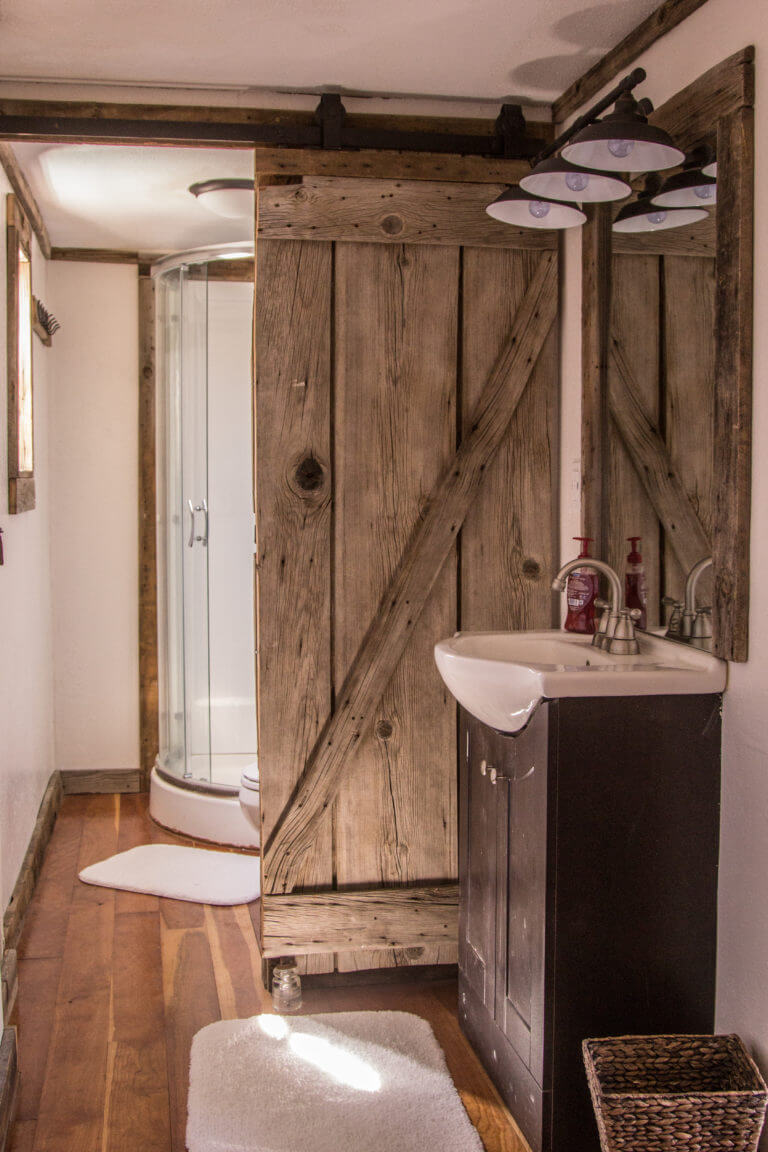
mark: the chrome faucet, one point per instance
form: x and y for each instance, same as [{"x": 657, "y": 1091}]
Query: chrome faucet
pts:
[
  {"x": 696, "y": 626},
  {"x": 616, "y": 629}
]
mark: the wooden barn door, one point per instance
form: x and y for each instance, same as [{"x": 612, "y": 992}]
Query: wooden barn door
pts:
[{"x": 372, "y": 355}]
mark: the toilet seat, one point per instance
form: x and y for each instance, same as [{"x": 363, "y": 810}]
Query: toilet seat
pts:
[{"x": 250, "y": 778}]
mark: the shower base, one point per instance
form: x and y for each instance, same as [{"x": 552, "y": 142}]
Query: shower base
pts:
[{"x": 199, "y": 815}]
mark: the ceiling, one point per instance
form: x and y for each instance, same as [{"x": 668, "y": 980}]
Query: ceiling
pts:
[
  {"x": 136, "y": 198},
  {"x": 470, "y": 48}
]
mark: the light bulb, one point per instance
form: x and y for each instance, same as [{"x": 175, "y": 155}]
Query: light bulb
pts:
[
  {"x": 620, "y": 149},
  {"x": 577, "y": 181}
]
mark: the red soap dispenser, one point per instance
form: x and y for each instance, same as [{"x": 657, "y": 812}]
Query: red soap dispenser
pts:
[
  {"x": 580, "y": 593},
  {"x": 635, "y": 596}
]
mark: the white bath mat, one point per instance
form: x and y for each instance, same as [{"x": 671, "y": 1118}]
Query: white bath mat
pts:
[
  {"x": 182, "y": 873},
  {"x": 341, "y": 1082}
]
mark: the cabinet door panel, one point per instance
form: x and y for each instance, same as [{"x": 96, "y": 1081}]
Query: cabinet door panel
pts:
[
  {"x": 478, "y": 821},
  {"x": 521, "y": 937}
]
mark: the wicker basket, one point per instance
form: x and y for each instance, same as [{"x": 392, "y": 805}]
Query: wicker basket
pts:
[{"x": 661, "y": 1093}]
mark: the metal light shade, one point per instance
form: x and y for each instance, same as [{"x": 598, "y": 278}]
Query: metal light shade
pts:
[
  {"x": 644, "y": 215},
  {"x": 229, "y": 197},
  {"x": 687, "y": 189},
  {"x": 557, "y": 179},
  {"x": 690, "y": 188},
  {"x": 623, "y": 142},
  {"x": 527, "y": 211}
]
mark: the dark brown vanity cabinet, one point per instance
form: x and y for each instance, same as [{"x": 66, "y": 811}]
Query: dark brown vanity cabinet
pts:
[{"x": 588, "y": 883}]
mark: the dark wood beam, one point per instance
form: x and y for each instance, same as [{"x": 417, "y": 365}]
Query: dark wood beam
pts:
[
  {"x": 17, "y": 181},
  {"x": 663, "y": 20}
]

--------------------------------------------------

_Descrizione del compito:_
Aggiorna i dati riportati sopra sostituendo ogni occorrenza di "one point per instance" con "one point per object" e lasciando invariato tutto il resto. Nella risposta ometti le immagini.

_Risposta all'esercizio:_
mark: the chrome faucet, one point per object
form: x and y for each instance, same as [{"x": 657, "y": 1091}]
Query: chrome faucet
pts:
[
  {"x": 696, "y": 626},
  {"x": 616, "y": 629}
]
mark: the wooden barn door, one point per object
form: x and y for each instance, same as [{"x": 612, "y": 992}]
Query: wooden barn door
pts:
[{"x": 372, "y": 355}]
mark: the toilet seat, one point per object
form: x and y for each instance, same as [{"x": 363, "y": 810}]
Query: toilet seat
pts:
[{"x": 250, "y": 778}]
mark: the shower base, one point per object
form: x and y for each instance, same as [{"x": 552, "y": 142}]
Query: shower base
pts:
[{"x": 199, "y": 815}]
mark: the ceiling, one point per object
form: x and y for each instance, same as [{"x": 668, "y": 980}]
Query: ceiling
pts:
[
  {"x": 136, "y": 198},
  {"x": 470, "y": 48}
]
mark: the light bulb, one point per object
form: x and y for each instance, same as [{"x": 175, "y": 155}]
Query: light bulb
pts:
[
  {"x": 620, "y": 149},
  {"x": 577, "y": 181}
]
mark: the red soap dispenser, one point per object
form: x and y for each instance, same as [{"x": 657, "y": 812}]
Query: red soap dispenser
pts:
[
  {"x": 580, "y": 593},
  {"x": 635, "y": 596}
]
mark: the white bath mat, one point per object
form: x and y for each instance, same as [{"x": 671, "y": 1118}]
Query: white bath mat
pts:
[
  {"x": 182, "y": 873},
  {"x": 341, "y": 1082}
]
mark: the cabinet door panel, one point per object
form: x and y for each instance, same as [{"x": 96, "y": 1081}]
Query: cabinet door panel
pts:
[
  {"x": 478, "y": 821},
  {"x": 521, "y": 937}
]
mark: the wicker basket, one point per object
form: x and y for each instance, same as [{"x": 392, "y": 805}]
Query: wicker basket
pts:
[{"x": 661, "y": 1093}]
mark: the metal light shade, one point per object
form: x and y for each instance, same as [{"x": 598, "y": 278}]
Query: metal light shade
pts:
[
  {"x": 644, "y": 215},
  {"x": 229, "y": 197},
  {"x": 687, "y": 189},
  {"x": 557, "y": 179},
  {"x": 690, "y": 188},
  {"x": 623, "y": 142},
  {"x": 527, "y": 211}
]
mark: the dark brown vanity cabinet, one point per object
form: x and y for each instance, same as [{"x": 66, "y": 811}]
Query: dark brown vanity cabinet
pts:
[{"x": 588, "y": 883}]
mark: the dark wood beam, one point per object
form: x and y for each instance, same as [{"x": 417, "y": 365}]
Query: dark wood beam
pts:
[
  {"x": 17, "y": 181},
  {"x": 663, "y": 20}
]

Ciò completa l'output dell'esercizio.